=== Document excerpt ===
..........

As some of you have already read on this blog, I lost both of my parents in the same year to cancer. My step dad passed in November 2017 and my mom passed in March 2018. A few weeks after her passing, I entered back into the classroom to finish off the last month of the school year with my fourth grade students. This would also be my last days at a school I had been a part of for 10 years. My last day of school in 2018 would mark my first day of my year long mental health break.
In January 2018, I made a bold move to step away from my job and just take a break. I was working on fumes. My dad just passed, my mom was sick, my job was eating me alive, and I had an almost two year old and husband who needed me too. Turning in a resignation was more difficult than I thought. I always viewed myself as a teacher that would happily teach until retirement, and saw a future of nothing but the education field.
Yes, the current state of public education in Arizona was a piece of why I resigned, but more importantly, I just needed a break. I know I am extremely lucky to even be able to walk away from my job for an unknown amount of time and to rely on my husband to be the sole provider for our family. Not everyone has the opportunity, and I am thankful each day I could.
My year long mental health break wasn’t all Eat, Pray, Love. It was grounded in reality and minimally planned. Reflecting back on this year for me I have realized it wasn’t the random, question marked, no makeup, yoga pants filled year I thought it was. It was highly more productive than I expected or planned and I am going to share some milestones from along the way.
- Most obviously, I got to spend more time with my family. This wasn’t just family trips but day to day activities. I was no longer so tired at my son’s swim lesson I could barely keep my eyes open. I was more present and alert. I was excited to be involved rather than obligated.

..........

=== Raw data ===
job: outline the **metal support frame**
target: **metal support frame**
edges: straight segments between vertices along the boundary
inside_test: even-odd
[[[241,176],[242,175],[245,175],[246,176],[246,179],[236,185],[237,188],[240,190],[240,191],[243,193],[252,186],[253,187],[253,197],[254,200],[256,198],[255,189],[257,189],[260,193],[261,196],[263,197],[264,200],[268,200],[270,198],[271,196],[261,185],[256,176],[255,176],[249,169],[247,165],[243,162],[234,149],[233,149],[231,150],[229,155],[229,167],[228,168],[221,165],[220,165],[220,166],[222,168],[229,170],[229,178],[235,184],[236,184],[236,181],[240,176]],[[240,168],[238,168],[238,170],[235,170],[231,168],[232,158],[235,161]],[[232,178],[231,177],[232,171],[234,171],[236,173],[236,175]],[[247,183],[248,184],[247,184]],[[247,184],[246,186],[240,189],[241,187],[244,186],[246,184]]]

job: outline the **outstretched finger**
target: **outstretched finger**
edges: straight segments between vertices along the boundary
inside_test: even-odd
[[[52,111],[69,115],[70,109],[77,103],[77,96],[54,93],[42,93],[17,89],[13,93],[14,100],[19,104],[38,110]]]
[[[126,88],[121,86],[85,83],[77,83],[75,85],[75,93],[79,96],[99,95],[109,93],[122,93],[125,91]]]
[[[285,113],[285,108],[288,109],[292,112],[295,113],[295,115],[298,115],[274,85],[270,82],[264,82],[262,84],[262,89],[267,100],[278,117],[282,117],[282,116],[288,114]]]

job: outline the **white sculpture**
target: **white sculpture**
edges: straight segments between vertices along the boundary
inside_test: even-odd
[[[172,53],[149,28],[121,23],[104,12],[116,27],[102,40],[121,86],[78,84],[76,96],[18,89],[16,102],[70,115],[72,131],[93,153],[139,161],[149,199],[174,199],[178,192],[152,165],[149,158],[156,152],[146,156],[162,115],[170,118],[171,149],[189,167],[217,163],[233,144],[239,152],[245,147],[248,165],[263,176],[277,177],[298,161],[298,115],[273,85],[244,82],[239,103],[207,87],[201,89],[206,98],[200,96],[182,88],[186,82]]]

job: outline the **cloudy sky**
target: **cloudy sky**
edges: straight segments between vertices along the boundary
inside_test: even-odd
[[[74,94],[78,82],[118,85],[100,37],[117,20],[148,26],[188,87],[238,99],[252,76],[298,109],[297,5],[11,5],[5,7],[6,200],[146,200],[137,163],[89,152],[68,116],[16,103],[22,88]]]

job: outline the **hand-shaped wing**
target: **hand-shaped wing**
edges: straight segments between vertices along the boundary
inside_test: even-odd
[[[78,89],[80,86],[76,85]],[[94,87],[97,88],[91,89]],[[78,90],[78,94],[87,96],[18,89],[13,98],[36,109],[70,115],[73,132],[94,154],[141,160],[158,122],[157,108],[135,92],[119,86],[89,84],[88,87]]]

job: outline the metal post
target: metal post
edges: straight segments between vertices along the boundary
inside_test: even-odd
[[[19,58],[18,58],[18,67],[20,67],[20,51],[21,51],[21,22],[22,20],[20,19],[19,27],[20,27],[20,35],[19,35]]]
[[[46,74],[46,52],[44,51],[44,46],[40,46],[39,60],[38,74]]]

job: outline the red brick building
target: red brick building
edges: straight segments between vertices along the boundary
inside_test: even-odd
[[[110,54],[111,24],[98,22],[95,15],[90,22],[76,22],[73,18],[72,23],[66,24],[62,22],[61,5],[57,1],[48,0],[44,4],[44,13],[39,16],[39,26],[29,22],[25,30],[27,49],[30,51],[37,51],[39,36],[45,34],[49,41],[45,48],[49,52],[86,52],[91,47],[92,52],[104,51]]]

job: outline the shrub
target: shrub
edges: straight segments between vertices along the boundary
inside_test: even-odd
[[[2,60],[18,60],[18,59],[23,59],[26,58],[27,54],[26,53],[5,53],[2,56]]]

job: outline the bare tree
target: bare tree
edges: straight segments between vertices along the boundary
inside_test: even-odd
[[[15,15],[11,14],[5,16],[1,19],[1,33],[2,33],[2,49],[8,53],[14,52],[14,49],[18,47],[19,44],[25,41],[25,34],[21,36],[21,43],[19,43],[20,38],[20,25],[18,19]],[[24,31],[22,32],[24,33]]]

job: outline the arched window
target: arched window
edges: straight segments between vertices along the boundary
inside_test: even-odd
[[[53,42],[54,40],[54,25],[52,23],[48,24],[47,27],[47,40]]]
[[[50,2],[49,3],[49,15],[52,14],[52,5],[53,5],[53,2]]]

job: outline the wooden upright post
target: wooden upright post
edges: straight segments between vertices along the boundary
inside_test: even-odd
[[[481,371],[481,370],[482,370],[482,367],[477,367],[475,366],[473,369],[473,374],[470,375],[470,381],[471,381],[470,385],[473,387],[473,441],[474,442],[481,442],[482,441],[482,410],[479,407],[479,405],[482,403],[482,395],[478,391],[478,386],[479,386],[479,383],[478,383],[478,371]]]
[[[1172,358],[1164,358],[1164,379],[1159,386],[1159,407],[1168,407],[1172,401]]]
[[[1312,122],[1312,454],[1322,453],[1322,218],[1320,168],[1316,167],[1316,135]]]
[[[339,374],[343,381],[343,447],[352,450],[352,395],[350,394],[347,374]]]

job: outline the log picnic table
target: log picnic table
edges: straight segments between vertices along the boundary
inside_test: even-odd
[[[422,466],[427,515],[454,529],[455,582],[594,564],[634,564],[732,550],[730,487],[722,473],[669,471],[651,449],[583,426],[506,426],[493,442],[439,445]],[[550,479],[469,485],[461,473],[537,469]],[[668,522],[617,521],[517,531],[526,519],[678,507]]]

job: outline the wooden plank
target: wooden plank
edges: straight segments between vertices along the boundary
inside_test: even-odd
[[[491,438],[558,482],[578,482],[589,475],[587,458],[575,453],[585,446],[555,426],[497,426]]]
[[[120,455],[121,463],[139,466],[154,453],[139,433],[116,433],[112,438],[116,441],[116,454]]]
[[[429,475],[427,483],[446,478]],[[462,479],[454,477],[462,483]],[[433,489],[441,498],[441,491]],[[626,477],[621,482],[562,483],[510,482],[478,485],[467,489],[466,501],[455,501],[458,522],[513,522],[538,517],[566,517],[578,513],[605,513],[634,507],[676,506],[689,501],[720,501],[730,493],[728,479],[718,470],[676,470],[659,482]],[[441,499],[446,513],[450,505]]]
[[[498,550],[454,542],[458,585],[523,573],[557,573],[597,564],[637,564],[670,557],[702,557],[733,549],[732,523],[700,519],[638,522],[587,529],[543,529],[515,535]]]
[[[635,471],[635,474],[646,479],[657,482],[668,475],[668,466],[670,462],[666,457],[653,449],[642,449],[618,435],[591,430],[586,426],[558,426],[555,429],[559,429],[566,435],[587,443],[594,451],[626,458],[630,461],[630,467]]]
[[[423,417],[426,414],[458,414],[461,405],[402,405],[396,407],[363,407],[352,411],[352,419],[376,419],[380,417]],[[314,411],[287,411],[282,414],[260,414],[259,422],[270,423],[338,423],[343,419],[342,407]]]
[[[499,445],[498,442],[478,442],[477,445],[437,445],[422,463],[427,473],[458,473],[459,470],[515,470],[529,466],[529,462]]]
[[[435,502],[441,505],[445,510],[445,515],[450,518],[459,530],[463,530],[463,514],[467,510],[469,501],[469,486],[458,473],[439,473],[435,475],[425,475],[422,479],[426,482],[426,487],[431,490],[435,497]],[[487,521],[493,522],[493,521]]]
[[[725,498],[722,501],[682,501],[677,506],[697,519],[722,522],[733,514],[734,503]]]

..........

=== Task to complete ===
Answer these questions from the blog post about the year-long mental health break.
1. In what month and year did the writer's step dad pass away?
2. In what month and year did the writer make the move to step away from the job?
3. Public education in which state is named as part of the reason for resigning?

=== The answer ===
1. November 2017
2. January 2018
3. Arizona